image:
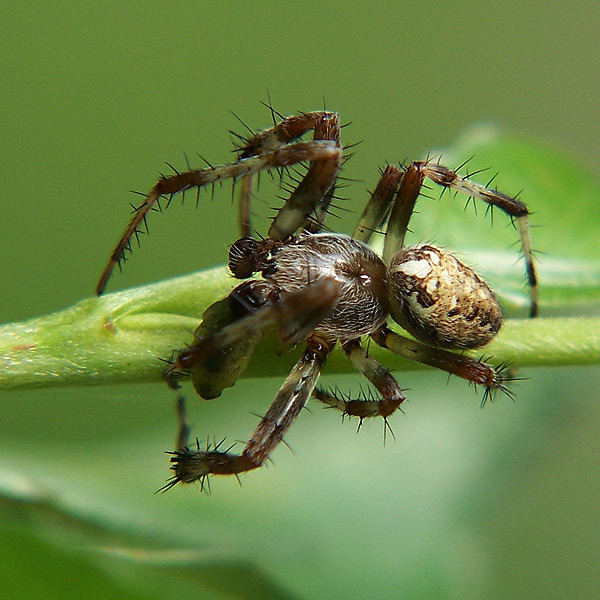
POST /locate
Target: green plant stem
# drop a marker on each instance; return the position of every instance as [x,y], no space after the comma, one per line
[121,337]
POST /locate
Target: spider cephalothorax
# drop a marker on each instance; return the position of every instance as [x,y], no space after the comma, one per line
[325,288]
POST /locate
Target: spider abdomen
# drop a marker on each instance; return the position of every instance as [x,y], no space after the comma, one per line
[440,300]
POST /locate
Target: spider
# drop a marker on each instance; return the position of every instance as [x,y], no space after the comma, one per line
[324,288]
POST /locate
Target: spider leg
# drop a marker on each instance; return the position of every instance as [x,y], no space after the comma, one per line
[384,382]
[404,205]
[313,189]
[191,465]
[246,190]
[226,342]
[378,207]
[474,371]
[324,151]
[514,208]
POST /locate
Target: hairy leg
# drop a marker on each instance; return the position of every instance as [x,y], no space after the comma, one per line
[195,464]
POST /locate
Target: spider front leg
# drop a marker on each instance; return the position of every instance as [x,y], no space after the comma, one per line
[274,148]
[190,465]
[392,395]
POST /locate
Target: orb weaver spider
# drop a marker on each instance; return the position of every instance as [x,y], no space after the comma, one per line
[323,288]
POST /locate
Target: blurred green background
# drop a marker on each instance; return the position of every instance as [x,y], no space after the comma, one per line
[467,503]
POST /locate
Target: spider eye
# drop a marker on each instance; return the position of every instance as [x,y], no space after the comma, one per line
[440,300]
[243,260]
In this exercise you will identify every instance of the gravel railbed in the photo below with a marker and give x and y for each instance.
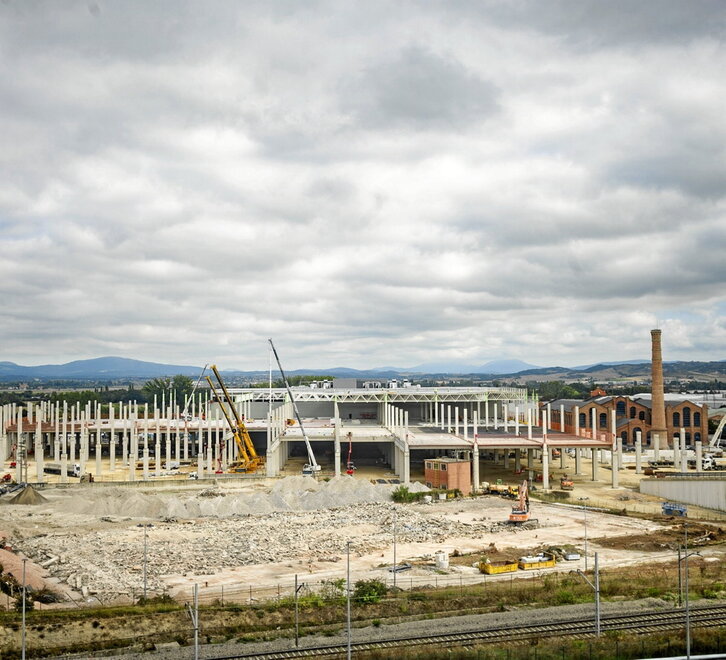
(455, 624)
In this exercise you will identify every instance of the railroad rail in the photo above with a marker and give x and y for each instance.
(637, 622)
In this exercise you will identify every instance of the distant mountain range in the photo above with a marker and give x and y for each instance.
(116, 368)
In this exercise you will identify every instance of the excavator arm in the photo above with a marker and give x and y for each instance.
(245, 459)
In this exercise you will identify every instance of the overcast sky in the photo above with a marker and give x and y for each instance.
(369, 183)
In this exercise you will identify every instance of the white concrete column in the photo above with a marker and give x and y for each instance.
(475, 464)
(578, 462)
(549, 418)
(545, 468)
(98, 459)
(529, 423)
(577, 420)
(146, 462)
(676, 452)
(336, 432)
(157, 454)
(699, 456)
(638, 452)
(39, 468)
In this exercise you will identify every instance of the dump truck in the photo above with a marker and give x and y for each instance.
(497, 567)
(520, 511)
(533, 562)
(55, 468)
(498, 488)
(674, 509)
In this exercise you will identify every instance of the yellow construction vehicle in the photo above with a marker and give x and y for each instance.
(520, 511)
(248, 460)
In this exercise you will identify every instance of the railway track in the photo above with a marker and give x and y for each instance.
(637, 623)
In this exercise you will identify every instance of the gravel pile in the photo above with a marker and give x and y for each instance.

====

*What the task asks*: Reproduce exactly the line containing "In this exercise you will identify every instance of the railway" and every line after it through the end of the records above, and nothing else.

*Response*:
In this exercise you will identify every instance of the railway track in the photo above with a marker and give x and y for each instance.
(637, 623)
In this exercise you will identify every instance of the gravel pile in the photo above with a marker and give x and y for each instance.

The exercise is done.